◆ Directive ◆
Copy the entries below, replacing "one point per instance" with "a single point for each instance" everywhere and changing nothing else. Leave the pictures out.

+++ Entries provided

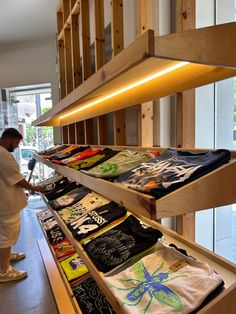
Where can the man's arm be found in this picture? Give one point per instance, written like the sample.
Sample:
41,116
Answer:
26,185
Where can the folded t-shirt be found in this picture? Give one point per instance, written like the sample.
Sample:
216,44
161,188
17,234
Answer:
165,281
90,298
89,202
119,164
119,244
96,219
73,267
171,170
93,161
70,198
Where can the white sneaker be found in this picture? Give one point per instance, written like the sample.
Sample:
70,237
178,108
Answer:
12,274
16,256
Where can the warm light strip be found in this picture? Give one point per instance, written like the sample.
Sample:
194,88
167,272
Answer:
125,89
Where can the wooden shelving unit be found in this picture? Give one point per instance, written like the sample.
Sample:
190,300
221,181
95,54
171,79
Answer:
214,189
159,64
62,291
223,267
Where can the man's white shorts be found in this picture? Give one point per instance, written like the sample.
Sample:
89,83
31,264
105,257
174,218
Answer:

++++++

◆ Output of the exercise ◆
Where can the man's arm be found in this picture? Give a single point for each instance, written like the sample.
Sample:
41,116
Answer:
26,185
Where can the folded t-shirt be found in this picture? Give a single point for each instance, written like the sample.
Sample:
216,44
161,188
17,234
Answer:
165,281
90,298
89,202
119,164
119,244
96,219
73,267
171,170
93,161
70,198
Where can the white sneaker be found in this picture? Give a single point for each instance, written like the sample.
Sample:
70,237
178,108
Answer:
12,274
16,256
Where can the warm light strip be found in this picture? Give a single point for each instance, written like the sample.
Sample:
194,88
167,272
Answer:
125,89
Where can the wooden shelving unit be found in this picture? Give a single point for each instance, written like the sample.
Sample:
190,300
221,181
95,54
171,79
Answer:
214,189
159,64
62,291
223,267
Where can the man's white shorts be found in this picture? Give a single point for each instance, written like the sample.
Sample:
89,83
31,264
105,257
174,218
Answer:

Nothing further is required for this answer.